Dopamine agonists for restless legs syndrome

Hanna Scholz, Claudia Trenkwalder, Ralf Kohnen, Dieter Riemann, Levente Kriston, Magdolna Hornyak
Cochrane Database of Systematic Reviews 2011, (3): CD006009

BACKGROUND: According to clinical guidelines, dopamine agonists are the first-line treatment of restless legs syndrome (RLS).

OBJECTIVES: To evaluate efficacy and safety of dopamine agonists for RLS.

SEARCH STRATEGY: We searched the Cochrane Central Register of Controlled Trials (The Cochrane Library 2008, Issue 4), MEDLINE, EMBASE, PsycINFO and CINAHL, from January 1985 to December 2008, plus reference lists of articles. We contacted pharmaceutical companies.

*PROVIDED INFORMATION*
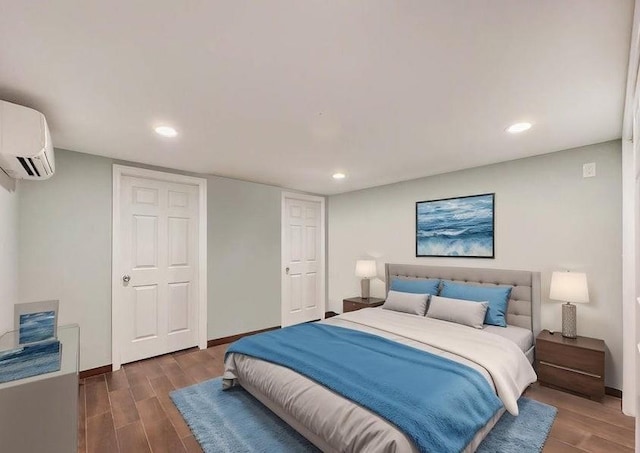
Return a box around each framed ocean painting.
[13,300,59,344]
[416,193,495,258]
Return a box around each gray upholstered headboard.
[385,263,540,336]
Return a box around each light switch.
[582,162,596,178]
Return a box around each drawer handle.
[538,360,602,379]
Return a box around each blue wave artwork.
[416,194,494,258]
[0,340,61,382]
[19,311,56,344]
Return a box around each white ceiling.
[0,0,633,194]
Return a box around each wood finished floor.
[78,345,634,453]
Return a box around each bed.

*ACTIVITY LIST*
[a] Answer these questions from the abstract on dopamine agonists for restless legs syndrome.
(i) According to clinical guidelines, what is the first-line treatment of restless legs syndrome?
(ii) What period did the database search cover?
(iii) Apart from the databases and reference lists, whom did the authors contact?
[b] Decide whether each statement agrees with the abstract on dopamine agonists for restless legs syndrome. Answer yes or no, and quote the words that settle it.
(i) The review set out to assess only how well dopamine agonists work, not their safety.
(ii) The authors reached out to pharmaceutical companies.
(iii) MEDLINE was the only database searched.
[c] Write the next part of the abstract on dopamine agonists for restless legs syndrome, beginning after its search strategy section.
The entries play no part in the work that follows.

*OUTPUTS IN ORDER*
[a]
(i) Dopamine agonists.
(ii) January 1985 to December 2008.
(iii) Pharmaceutical companies.

[b]
(i) No: "To evaluate efficacy and safety of dopamine agonists for RLS."
(ii) Yes: "We contacted pharmaceutical companies."
(iii) No: "MEDLINE, EMBASE, PsycINFO and CINAHL"

[c]
SELECTION CRITERIA: We included double-blind randomised controlled trials (RCTs) of dopamine agonist treatment versus placebo or other treatment for a period of at least seven days in patients with RLS (≥ 18 years). Outcomes included the International RLS Severity Rating Scale (IRLS), Clinical Global Impressions (CGI-I), polysomnography and self rated sleep quality, quality of life, daytime functioning, and safety parameters.

DATA COLLECTION AND ANALYSIS: Two reviewers extracted data separately; assessed risk of bias; and contacted pharmaceutical companies and authors for additional information. We collected dropout rates due to adverse events and experience of adverse events.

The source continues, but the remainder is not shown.